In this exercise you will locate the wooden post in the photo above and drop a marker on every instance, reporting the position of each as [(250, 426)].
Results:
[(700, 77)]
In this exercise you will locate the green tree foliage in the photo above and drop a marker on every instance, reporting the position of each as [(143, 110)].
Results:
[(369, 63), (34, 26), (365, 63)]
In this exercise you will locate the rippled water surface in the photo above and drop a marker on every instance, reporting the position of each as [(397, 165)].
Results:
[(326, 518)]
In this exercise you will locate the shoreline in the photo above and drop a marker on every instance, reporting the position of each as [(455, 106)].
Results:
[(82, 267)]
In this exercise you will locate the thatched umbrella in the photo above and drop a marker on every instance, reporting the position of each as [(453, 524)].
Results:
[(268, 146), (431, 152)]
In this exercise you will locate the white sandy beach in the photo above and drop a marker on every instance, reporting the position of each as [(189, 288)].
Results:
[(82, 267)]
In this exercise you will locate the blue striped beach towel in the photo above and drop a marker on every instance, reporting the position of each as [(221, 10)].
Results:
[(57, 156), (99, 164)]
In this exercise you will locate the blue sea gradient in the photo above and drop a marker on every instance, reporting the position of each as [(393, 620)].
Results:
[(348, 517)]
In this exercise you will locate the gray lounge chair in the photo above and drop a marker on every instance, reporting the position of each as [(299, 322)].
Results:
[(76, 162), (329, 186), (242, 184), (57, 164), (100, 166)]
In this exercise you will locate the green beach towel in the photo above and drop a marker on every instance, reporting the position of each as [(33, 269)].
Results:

TRY IT
Across all the records above, find each line with "towel" in it and copy it.

ANSWER FOR THIS EXERCISE
In this exercise you will locate the blue striped beach towel in the photo above and drop a marker on every instance, reporting the position of each as [(221, 10)].
In this exercise you will locate the green beach towel in the photo above and drop a marker on every instance, reporting the position of each as [(33, 269)].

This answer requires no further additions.